# [Aim]
Convert the data, starting with the line that contains "Objective — one marker per instance of the soil" and continuing through the end, into a Markdown table with the columns Row and Line. Omit any blank lines.

(Dataset items)
==*==

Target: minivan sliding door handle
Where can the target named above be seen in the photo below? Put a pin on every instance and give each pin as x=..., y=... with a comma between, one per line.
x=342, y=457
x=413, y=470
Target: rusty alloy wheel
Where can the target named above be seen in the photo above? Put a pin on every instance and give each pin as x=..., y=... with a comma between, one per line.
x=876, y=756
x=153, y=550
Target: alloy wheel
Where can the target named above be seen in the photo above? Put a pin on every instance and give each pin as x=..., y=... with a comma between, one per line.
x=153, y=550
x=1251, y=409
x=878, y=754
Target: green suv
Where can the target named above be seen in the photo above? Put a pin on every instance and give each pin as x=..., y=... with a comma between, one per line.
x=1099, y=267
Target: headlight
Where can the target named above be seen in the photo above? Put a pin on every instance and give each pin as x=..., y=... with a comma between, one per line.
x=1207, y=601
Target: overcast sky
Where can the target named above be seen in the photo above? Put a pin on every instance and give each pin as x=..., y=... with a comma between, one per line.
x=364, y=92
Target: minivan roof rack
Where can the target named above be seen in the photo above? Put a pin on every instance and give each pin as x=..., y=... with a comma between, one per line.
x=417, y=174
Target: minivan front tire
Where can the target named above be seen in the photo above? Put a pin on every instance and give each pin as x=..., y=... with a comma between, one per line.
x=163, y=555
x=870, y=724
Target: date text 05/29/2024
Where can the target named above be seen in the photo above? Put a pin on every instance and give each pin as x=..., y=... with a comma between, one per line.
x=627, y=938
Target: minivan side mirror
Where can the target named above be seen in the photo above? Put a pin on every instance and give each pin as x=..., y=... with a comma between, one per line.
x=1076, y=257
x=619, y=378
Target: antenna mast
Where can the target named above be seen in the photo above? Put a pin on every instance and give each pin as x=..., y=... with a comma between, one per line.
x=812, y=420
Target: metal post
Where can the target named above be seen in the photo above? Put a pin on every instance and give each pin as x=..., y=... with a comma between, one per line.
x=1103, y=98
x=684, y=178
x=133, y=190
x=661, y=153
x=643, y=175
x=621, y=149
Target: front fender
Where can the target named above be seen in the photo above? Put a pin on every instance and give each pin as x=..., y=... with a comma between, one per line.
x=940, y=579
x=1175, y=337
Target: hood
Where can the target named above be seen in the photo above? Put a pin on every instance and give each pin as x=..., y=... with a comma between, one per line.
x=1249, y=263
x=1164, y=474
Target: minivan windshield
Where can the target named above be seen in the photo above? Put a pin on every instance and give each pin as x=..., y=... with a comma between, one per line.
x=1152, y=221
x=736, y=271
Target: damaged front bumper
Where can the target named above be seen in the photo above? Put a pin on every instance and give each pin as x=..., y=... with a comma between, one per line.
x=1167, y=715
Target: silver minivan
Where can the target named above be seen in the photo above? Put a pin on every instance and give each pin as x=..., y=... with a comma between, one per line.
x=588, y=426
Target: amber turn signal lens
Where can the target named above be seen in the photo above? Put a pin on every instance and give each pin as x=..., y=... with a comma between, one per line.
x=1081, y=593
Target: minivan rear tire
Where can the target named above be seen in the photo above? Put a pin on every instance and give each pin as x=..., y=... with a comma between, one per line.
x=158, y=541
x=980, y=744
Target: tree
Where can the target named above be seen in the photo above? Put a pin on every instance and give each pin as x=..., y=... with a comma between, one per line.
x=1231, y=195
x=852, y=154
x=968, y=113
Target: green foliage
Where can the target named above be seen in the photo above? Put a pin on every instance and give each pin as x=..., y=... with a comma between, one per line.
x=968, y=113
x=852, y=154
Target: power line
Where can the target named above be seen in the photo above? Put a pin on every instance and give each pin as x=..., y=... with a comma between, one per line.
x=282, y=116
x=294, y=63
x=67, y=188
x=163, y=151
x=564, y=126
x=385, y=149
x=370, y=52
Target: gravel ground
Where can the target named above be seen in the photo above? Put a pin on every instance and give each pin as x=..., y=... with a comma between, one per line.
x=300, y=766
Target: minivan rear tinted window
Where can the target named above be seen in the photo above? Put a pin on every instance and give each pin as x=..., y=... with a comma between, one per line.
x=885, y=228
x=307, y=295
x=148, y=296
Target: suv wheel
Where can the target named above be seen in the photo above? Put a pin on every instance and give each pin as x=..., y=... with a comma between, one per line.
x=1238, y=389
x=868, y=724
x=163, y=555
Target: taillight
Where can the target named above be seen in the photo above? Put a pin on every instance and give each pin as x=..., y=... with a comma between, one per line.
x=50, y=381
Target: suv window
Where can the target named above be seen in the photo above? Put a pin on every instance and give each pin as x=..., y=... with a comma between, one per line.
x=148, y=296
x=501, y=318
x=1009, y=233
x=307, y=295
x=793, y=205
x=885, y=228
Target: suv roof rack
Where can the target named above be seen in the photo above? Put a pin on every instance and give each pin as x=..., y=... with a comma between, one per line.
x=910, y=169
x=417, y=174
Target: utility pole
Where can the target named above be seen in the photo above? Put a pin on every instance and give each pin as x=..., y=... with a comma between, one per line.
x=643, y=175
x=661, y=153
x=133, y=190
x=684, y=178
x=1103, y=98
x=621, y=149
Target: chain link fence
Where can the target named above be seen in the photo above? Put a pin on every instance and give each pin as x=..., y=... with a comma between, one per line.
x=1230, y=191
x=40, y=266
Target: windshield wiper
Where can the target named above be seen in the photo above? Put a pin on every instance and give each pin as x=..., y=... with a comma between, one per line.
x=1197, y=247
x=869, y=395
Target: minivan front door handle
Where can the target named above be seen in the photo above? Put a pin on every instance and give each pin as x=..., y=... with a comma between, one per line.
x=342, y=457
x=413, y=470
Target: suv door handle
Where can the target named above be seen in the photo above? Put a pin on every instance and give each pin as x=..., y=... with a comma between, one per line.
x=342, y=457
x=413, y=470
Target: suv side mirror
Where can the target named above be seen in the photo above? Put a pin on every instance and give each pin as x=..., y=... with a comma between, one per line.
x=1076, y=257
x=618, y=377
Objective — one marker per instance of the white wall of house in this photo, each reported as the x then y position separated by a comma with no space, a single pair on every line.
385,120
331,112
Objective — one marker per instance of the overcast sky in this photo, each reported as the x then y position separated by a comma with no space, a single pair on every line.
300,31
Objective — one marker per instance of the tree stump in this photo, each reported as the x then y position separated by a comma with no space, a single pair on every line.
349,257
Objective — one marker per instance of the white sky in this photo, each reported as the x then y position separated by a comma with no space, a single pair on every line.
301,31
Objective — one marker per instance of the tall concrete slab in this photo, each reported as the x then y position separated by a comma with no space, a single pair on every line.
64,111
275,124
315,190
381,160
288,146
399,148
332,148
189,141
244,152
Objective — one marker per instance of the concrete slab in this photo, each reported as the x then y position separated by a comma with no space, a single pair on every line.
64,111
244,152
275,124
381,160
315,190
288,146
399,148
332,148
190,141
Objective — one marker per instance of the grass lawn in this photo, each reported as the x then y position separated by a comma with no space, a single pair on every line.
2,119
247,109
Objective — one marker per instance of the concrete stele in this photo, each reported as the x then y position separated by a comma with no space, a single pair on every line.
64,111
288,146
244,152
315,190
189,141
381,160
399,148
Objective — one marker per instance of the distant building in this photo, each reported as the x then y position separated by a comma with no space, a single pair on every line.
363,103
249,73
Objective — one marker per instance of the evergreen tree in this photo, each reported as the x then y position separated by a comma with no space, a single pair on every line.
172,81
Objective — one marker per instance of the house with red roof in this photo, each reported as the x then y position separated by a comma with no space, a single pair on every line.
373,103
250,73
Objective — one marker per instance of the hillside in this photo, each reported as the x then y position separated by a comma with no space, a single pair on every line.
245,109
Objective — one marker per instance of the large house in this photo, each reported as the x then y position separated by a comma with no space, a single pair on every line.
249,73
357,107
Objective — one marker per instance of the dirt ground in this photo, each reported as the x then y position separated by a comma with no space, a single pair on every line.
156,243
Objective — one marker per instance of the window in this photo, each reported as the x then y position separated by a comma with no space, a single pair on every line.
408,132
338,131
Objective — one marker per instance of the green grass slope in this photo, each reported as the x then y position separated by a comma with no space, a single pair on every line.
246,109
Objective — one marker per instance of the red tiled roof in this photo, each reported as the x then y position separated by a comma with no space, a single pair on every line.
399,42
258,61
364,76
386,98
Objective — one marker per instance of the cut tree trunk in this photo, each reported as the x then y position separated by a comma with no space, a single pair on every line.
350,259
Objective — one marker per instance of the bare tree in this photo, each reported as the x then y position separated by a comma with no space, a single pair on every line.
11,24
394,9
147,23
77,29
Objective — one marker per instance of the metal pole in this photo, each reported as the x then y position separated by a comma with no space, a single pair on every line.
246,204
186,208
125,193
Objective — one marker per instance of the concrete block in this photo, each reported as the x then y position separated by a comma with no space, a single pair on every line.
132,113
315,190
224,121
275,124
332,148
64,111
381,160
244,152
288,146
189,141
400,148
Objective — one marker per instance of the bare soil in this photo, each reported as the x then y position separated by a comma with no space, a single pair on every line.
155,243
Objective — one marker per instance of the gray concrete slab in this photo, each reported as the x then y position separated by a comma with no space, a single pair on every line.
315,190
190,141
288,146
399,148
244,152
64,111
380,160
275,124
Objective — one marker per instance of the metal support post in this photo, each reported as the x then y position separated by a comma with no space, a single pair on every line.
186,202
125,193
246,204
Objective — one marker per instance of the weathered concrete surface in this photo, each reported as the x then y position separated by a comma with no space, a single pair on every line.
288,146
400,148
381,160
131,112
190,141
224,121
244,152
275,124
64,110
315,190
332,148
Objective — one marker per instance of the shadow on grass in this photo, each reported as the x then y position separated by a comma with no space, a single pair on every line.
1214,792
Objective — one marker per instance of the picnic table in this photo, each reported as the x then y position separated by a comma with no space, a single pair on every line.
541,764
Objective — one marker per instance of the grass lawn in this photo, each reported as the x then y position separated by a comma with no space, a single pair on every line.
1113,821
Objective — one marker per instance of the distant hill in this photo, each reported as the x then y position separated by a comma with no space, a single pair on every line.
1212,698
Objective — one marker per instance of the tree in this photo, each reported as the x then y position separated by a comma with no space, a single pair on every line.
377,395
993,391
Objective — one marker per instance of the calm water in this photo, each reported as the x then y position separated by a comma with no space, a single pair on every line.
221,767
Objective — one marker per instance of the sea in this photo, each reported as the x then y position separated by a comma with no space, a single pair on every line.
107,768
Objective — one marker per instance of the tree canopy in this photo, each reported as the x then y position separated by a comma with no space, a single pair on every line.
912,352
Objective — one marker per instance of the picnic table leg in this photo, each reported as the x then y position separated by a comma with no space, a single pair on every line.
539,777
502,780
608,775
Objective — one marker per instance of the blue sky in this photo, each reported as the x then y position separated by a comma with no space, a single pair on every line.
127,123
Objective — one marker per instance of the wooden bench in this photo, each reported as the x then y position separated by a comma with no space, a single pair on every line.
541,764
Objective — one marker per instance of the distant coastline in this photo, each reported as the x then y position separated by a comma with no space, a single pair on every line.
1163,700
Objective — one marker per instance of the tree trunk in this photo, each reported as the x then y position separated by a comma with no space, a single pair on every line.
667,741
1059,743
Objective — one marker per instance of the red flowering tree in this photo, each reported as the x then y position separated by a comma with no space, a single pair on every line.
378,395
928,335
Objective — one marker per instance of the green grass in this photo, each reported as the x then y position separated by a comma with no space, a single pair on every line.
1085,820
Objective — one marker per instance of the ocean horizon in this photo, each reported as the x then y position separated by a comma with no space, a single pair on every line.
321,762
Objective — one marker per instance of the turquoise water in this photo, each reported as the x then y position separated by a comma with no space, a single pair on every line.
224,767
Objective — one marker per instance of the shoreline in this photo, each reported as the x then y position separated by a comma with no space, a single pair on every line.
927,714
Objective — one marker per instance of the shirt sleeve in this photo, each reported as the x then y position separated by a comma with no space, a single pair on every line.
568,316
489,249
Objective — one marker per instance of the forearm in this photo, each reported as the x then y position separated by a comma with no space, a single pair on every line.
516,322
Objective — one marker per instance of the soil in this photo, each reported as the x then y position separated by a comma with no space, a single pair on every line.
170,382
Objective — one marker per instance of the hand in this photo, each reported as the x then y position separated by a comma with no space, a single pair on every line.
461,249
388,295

==*==

# [Result of the task]
| Row | Line |
|---|---|
| 1 | Objective — one marker per instance of the soil in this photo, each reported as the x then y position separated by a comma with no space, a single pair on every line. |
| 2 | 170,382 |
| 3 | Objective — one marker per instance of the hand in this photo, each reported as the x then y position separated by a comma with no space, a single pair on every line. |
| 4 | 461,249 |
| 5 | 388,295 |